- **What is being asked**: Pull each line containing "canopy" from the data.

- **Working data**:
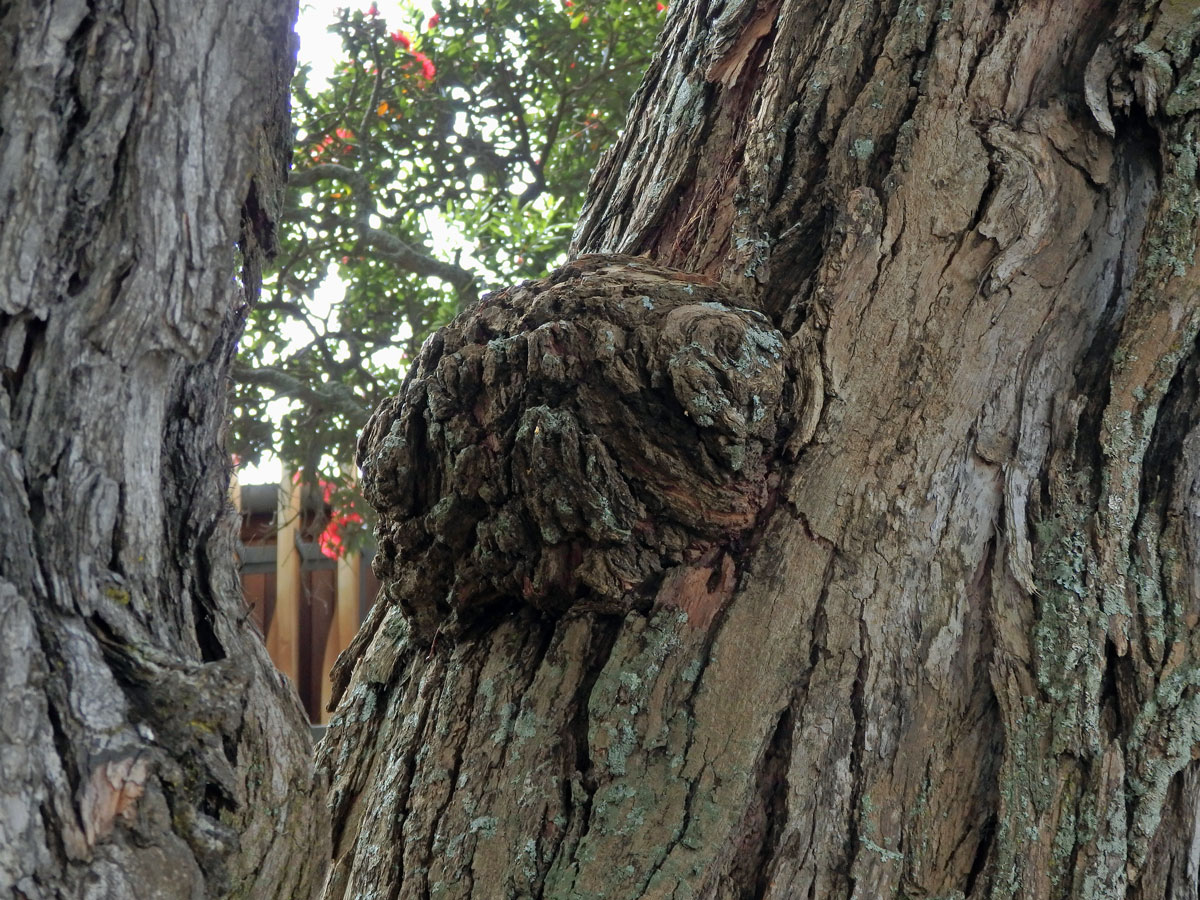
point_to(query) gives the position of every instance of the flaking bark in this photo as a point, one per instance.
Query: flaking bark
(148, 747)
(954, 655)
==
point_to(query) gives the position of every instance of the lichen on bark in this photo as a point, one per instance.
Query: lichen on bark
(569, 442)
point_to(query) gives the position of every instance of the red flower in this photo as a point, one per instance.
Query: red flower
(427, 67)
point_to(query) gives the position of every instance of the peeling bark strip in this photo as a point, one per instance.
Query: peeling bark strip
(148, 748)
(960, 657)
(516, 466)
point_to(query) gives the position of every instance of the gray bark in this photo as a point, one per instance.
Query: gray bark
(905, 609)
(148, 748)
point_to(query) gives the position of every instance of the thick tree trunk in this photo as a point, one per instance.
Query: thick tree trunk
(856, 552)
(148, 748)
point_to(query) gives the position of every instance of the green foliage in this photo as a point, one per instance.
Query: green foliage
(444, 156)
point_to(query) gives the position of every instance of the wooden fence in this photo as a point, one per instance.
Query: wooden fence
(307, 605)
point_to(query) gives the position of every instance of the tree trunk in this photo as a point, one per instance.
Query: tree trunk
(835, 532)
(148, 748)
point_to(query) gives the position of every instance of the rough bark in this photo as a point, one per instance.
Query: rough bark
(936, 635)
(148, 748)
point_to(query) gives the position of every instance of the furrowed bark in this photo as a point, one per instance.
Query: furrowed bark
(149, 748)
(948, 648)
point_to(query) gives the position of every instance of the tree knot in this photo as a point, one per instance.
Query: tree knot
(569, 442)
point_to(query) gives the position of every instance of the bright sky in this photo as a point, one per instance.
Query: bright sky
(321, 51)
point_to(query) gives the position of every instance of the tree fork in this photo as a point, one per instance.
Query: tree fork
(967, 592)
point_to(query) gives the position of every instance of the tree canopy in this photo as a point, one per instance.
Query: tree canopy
--
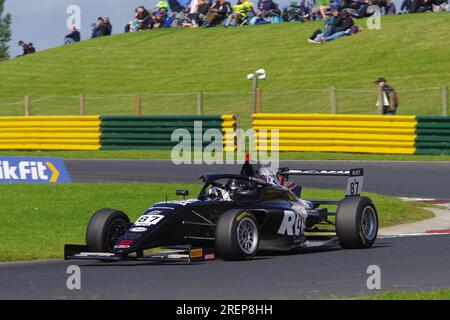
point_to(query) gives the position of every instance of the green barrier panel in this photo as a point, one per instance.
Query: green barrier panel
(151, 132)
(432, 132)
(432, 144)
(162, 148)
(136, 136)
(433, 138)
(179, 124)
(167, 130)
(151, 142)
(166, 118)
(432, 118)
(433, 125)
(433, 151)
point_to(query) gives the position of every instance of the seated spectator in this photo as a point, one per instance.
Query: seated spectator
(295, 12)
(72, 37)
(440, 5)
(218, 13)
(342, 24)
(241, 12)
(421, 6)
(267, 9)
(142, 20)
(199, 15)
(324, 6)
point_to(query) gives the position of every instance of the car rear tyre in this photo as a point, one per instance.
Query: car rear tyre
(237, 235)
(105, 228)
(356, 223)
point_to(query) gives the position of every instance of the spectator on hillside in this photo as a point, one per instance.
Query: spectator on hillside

- **Exercise result**:
point_to(query) gives the position of every instance of the tree canopy in this photo as a point, one per instance.
Query: tree canopy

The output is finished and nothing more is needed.